··· Dokumentauszug

TE Vfgh Beschluss 1987/9/30 V68/87

JUSLINE Entscheidung

Veröffentlicht am 30.09.1987
beobachten
merken

Index

10 Verfassungsrecht
10/01 Bundes-Verfassungsgesetz in der Fassung von 1929 (B-VG)

Norm

B-VG Art139 Abs1 / Individualantrag
Flächenwidmungsplan der Stadtgemeinde Wörgl

Leitsatz

Individualantrag auf teilweise Aufhebung des Flächenwidmungsplanes für die Gemeinde Wörgl bei Prüfung der Antragslegitimation hat der VfGH lediglich zu untersuchen, ob die behaupteten Rechtswirkungen der V vorliegen; unmittelbarer Eingriff in die Rechtssphäre der Nachbarn erst durch einen Baubewilligungsbescheid; daran ändert die drohende Vorschreibung von (weiteren) Auflagen gem. §79 Abs2 GewO an die bf. Gesellschaft nichts; Mangel der Antragslegitimation

Spruch

Der Antrag wird zurückgewiesen.

Begründung

Begründung:

1. Die antragstellende Gesellschaft ist nach ihrem Vorbringen Eigentümerin mehrerer zusammenhängender Grundstücke in Wörgl, auf denen sie einen Industriebetrieb unterhält. Sie beantragt gemäß Art139 Abs1 letzter Satz B-VG, den Flächenwidmungsplan der Stadtgemeinde Wörgl, soweit er näher bezeichnete, an die Grundstücke der Bf. angrenzende Gebiete als Wohn- bzw. Mischgebiet widmet, als gesetzwidrig aufzuheben.

Zur Begründung ihrer Antragslegitimation im Sinne des Art139 Abs1 letzter Satz B-VG führt die Antragstellerin aus, nach der Judikatur des VwGH könne der Anrainer aus Vorschriften über die widmungsgemäße Verwendung von Grundstücken subjektiv öffentliche Rechte ableiten. Daher könne auch der Inhaber eines Industriegebietes die Unzulässigkeit der Errichtung eines Wohnhauses im Industriegebiet geltend machen, weil er mit höheren Vorschreibungen und Auflagen der Gewerbebehörde zum Schutz der Nachbarschaft gegen Emissionen rechnen müsse. Gerade die antragstellende Gesellschaft müsse jederzeit mit weiteren Auflagen gemäß §79 Abs2 Gewerbeordnung rechnen, die Entwicklung der letzten Jahre habe gezeigt, daß die behördlichen Auflagen hinsichtlich der Umweltschutzmaßnahmen regelmäßig verschärft würden.

Ein anderer zumutbarer Weg zur Geltendmachung der behaupteten Gesetzwidrigkeit stehe nicht zur Verfügung.

2. Der Antrag ist nicht zulässig.

······

Aufgaben -
**1.** Beantworte anhand des Beschlusses die folgenden Fragen:
(a) Was unterhält die antragstellende Gesellschaft auf ihren Grundstücken in Wörgl?
(b) Als welche Gebiete widmet der Flächenwidmungsplan die angrenzenden Gebiete, deren Widmung angefochten wird?
(c) Wie lautet der Spruch?
**2.** Gib in den Einträgen alles von der Zeile mit "Practice step: point at the tail" bis hinunter zur Zeile mit "(1175, 394)" erneut wieder. Tausche dabei "aircraft" gegen "airplane" aus und lass alles Übrige unverändert.

··· Daten zur Übung

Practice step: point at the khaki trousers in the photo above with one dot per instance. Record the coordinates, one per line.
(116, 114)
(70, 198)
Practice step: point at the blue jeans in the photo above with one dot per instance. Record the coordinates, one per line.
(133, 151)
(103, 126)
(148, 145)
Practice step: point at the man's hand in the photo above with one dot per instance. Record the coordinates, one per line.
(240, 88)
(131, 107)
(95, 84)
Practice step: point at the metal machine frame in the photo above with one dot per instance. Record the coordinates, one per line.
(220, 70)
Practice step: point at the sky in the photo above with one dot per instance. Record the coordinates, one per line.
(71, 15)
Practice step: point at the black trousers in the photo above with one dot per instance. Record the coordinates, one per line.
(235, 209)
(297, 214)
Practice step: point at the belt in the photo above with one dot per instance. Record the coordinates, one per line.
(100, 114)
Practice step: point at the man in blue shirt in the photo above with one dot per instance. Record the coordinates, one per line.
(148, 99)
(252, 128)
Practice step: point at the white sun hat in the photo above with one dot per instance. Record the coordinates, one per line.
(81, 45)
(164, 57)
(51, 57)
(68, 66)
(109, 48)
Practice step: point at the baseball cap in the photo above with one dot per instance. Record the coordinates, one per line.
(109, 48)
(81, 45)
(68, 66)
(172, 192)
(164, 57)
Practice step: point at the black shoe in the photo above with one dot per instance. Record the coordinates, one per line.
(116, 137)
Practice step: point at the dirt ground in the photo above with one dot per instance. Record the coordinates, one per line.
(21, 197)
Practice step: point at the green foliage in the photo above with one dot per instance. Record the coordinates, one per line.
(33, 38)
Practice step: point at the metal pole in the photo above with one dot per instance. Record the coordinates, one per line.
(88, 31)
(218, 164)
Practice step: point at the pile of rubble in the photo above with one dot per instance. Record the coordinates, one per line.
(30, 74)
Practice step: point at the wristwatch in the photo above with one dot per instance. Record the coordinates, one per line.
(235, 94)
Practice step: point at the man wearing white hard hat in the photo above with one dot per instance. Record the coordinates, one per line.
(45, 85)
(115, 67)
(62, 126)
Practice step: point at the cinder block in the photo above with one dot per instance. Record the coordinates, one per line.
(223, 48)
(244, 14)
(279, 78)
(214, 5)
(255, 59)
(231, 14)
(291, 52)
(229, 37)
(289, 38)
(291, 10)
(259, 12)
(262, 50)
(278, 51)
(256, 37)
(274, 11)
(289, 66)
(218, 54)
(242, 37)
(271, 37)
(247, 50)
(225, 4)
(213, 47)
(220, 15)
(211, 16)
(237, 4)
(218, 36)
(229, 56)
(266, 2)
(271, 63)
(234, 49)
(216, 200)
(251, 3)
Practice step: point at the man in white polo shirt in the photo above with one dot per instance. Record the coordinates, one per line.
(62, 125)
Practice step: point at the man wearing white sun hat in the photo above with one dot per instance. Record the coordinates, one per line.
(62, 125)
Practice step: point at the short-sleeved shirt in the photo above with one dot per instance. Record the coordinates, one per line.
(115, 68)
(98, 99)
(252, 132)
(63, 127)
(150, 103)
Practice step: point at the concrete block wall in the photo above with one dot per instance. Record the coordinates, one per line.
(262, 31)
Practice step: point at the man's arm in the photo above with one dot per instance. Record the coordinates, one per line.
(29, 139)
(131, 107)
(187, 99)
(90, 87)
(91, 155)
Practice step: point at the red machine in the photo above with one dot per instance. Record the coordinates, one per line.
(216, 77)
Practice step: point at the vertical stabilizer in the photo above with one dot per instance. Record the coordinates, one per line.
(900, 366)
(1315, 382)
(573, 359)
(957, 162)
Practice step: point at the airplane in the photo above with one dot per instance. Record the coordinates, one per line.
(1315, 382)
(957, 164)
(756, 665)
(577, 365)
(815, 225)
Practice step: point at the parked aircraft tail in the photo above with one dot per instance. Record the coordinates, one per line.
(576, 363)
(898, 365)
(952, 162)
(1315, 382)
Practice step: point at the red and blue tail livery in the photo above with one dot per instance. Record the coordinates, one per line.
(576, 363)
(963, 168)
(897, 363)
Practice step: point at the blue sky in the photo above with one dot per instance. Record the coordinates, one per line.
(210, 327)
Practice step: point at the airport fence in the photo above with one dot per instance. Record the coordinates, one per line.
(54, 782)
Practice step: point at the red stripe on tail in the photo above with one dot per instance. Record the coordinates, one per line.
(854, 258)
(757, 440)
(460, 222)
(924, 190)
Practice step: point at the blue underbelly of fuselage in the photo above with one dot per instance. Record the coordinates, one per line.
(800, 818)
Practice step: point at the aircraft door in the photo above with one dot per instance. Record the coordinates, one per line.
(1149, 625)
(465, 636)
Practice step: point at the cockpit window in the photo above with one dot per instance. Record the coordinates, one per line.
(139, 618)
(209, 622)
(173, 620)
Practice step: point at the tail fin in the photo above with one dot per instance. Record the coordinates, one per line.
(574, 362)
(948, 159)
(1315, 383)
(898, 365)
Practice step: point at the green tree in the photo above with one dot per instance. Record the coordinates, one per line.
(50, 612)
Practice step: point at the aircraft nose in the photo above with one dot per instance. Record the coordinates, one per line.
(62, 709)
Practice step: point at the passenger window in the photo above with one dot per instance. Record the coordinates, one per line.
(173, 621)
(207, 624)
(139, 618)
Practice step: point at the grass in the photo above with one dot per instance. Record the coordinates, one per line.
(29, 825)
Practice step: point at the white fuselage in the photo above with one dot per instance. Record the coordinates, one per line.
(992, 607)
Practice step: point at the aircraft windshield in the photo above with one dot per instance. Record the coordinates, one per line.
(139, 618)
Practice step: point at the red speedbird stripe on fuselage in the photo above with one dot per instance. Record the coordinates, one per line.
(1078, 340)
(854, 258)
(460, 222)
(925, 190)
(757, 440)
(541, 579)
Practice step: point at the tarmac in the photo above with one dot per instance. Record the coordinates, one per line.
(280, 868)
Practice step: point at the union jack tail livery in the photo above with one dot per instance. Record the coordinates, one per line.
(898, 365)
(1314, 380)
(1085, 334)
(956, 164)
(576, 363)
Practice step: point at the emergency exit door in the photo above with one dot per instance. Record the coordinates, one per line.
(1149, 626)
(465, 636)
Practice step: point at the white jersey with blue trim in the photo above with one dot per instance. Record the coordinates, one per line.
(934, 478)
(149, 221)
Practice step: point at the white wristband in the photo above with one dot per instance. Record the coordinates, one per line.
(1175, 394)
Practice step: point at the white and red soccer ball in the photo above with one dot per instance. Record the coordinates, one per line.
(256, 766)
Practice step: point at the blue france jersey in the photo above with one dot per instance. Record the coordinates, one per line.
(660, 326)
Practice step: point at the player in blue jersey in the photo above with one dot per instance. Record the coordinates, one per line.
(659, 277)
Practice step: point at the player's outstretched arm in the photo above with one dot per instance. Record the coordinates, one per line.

······

Lösungen -
**1.**
(a) Einen Industriebetrieb.
(b) Als Wohn- bzw. Mischgebiet.
(c) Der Antrag wird zurückgewiesen.

**2.**
Practice step: point at the tail fin in the photo above with one dot per instance. Record the coordinates, one per line.
(574, 362)
(948, 159)
(1315, 383)
(898, 365)
Practice step: point at the green tree in the photo above with one dot per instance. Record the coordinates, one per line.
(50, 612)
Practice step: point at the airplane nose in the photo above with one dot per instance. Record the coordinates, one per line.
(62, 709)
Practice step: point at the passenger window in the photo above with one dot per instance. Record the coordinates, one per line.
(173, 621)
(207, 624)
(139, 618)
Practice step: point at the grass in the photo above with one dot per instance. Record the coordinates, one per line.
(29, 825)
Practice step: point at the white fuselage in the photo above with one dot per instance. Record the coordinates, one per line.
(992, 607)
Practice step: point at the airplane windshield in the photo above with one dot per instance. Record the coordinates, one per line.
(139, 618)
Practice step: point at the red speedbird stripe on fuselage in the photo above with one dot per instance. Record the coordinates, one per line.
(1078, 340)
(854, 258)
(460, 222)
(925, 190)
(757, 440)
(541, 579)
Practice step: point at the tarmac in the photo above with one dot per instance. Record the coordinates, one per line.
(280, 868)
Practice step: point at the union jack tail livery in the photo above with one dot per instance. Record the coordinates, one per line.
(898, 365)
(1314, 380)
(1085, 334)
(956, 164)
(576, 363)
Practice step: point at the emergency exit door in the photo above with one dot per instance. Record the coordinates, one per line.
(1149, 626)
(465, 636)
Practice step: point at the white jersey with blue trim in the photo above with one dot per instance. Record the coordinates, one per line.
(934, 478)
(149, 221)
Practice step: point at the white wristband in the photo above with one dot per instance. Record the coordinates, one per line.
(1175, 394)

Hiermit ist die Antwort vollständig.